→ **Problems to solve**:
**a)** Which parts of the body does the post-partum posture passage name? List each one as it is worded there.
**b)** Could you continue the post-partum posture passage from where it stops?

→ **Given passage**:
◆ ◆ ◆ ◆ ◆ ◆ ◆
You are still extremely early in the post-partum recovery period, which can take up to 2 years. Sometimes after that magical 6-week "sign-off" by the doc (which means nothing, basically) you think that you can just do pretty much whatever you want, and you might be trying to do too much. And maybe you have no choice.....we don't all get the help we deserve after giving birth.

What really counts right now is to get a handle on what this posture thing is all about. WW posture is really just the natural way that we used to stand and move as children, before we started to "learn" that we were supposed to suck in our bellies and tuck our butts under in the name of good posture. We have lost our lumbar curvature and the natural support that our pelvic organs are supposed to have, in the hollow of the relaxed lower belly.
◆ ◆ ◆ ◆ ◆ ◆ ◆
→ **Dataset excerpts**:
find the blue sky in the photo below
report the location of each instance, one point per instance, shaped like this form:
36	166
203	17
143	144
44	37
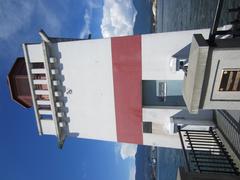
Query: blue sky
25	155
◆ ◆ ◆ ◆ ◆ ◆ ◆
→ **Results of the tasks**:
**a)** bellies, butts, pelvic organs, lower belly

**b)**
I am almost three years into this work and I can tell you it has changed me totally. It's hard to get this at first, but when it has become second nature, not only do prolapse symptoms abate but your whole body feels different. I could never go back. And I don't want my "old" body back. - Surviving

Momma3 whether you have tried some type of salve for the burning in your vagina? We often suggest just a dessert spoon size or thereabouts of something natural like coconut oil or olive oil. With children in the house if you don't have these maybe you have a baby cream you could use instead or some pure yoghurt. Or perhaps an Epsom salts bath. Just something to cool the burning. Also just a dab of raw honey can help to restore bacteria to the vagina. If this does not help, maybe you need to check for the possibility of a urinary tract infection.

But essentially if you can make yourself feel more comfortable then you can concentrate on posture and exercise.

best wishes to you, Fab

I am on this journey and not sure if I say things are right or wrong...but I know that if I discover something that helps me then I must share. I love not being alone on this and thank you back!

Spirit 3. Your post was beautiful. Do you still have your uterus and ovaries? I don't and the more I learn the more downhearted and discouraged I become. It seems nothing will help those of us who were misled by the medical profession that a hysterectomy would "fix" us. The only thing I am being offered now to help me is more surgery. The more I read the more I think this is not the answer either.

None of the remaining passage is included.